TASK REQUIREMENTS: Could you return each entry below exactly as written, minus any pictures?

══════════════════════════════

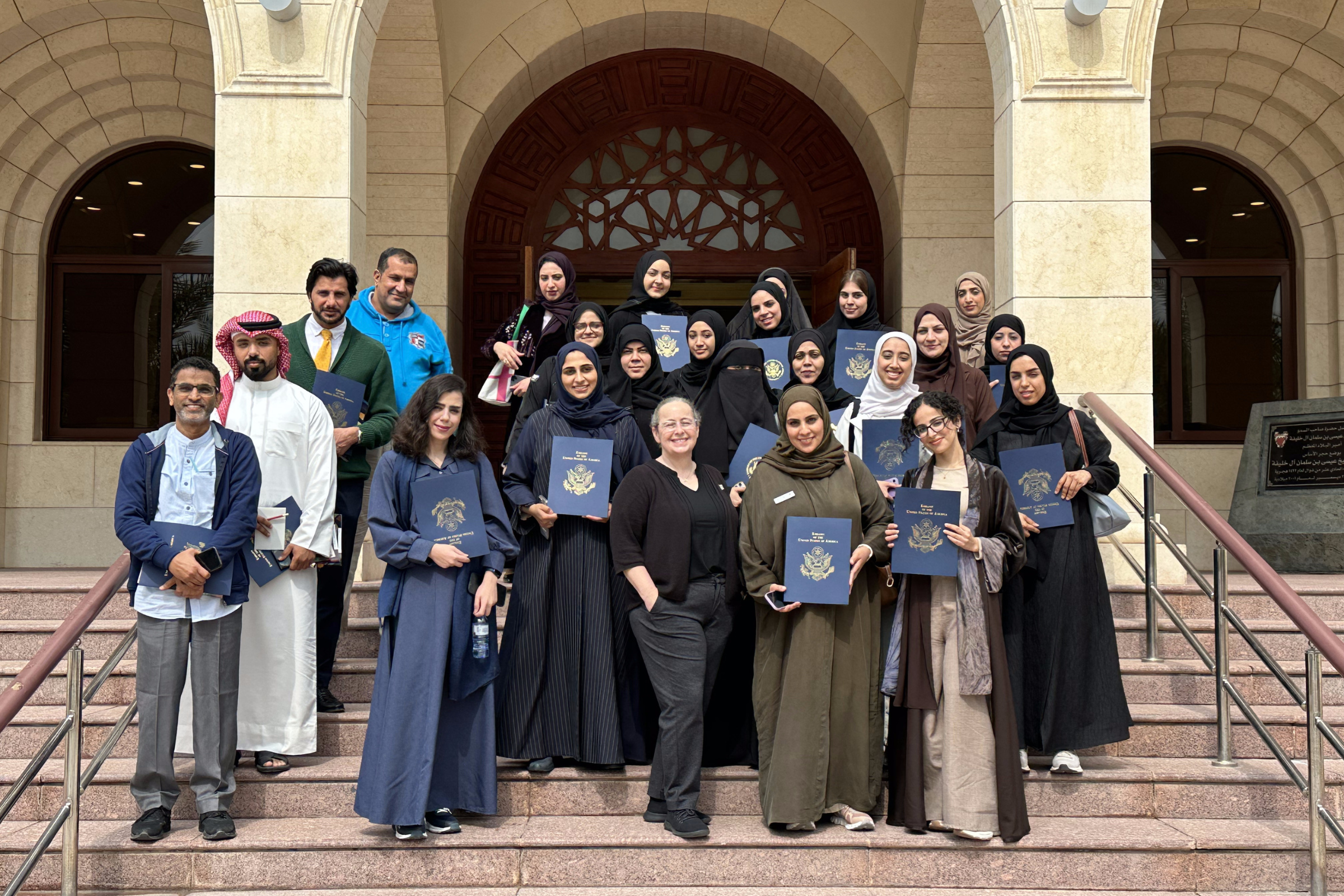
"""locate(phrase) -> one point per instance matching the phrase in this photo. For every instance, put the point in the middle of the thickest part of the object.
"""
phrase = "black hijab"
(999, 321)
(644, 393)
(831, 394)
(640, 301)
(592, 413)
(689, 378)
(730, 401)
(1016, 417)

══════════════════════════════

EXERCISE OUTPUT:
"""locate(phrase) -> one point per instance matching the phrase in this photo. For every instance, put the point in the middle of the thickest part of the object.
"""
phrase = "black hijab"
(999, 321)
(644, 393)
(831, 394)
(640, 301)
(592, 413)
(689, 378)
(730, 401)
(1016, 417)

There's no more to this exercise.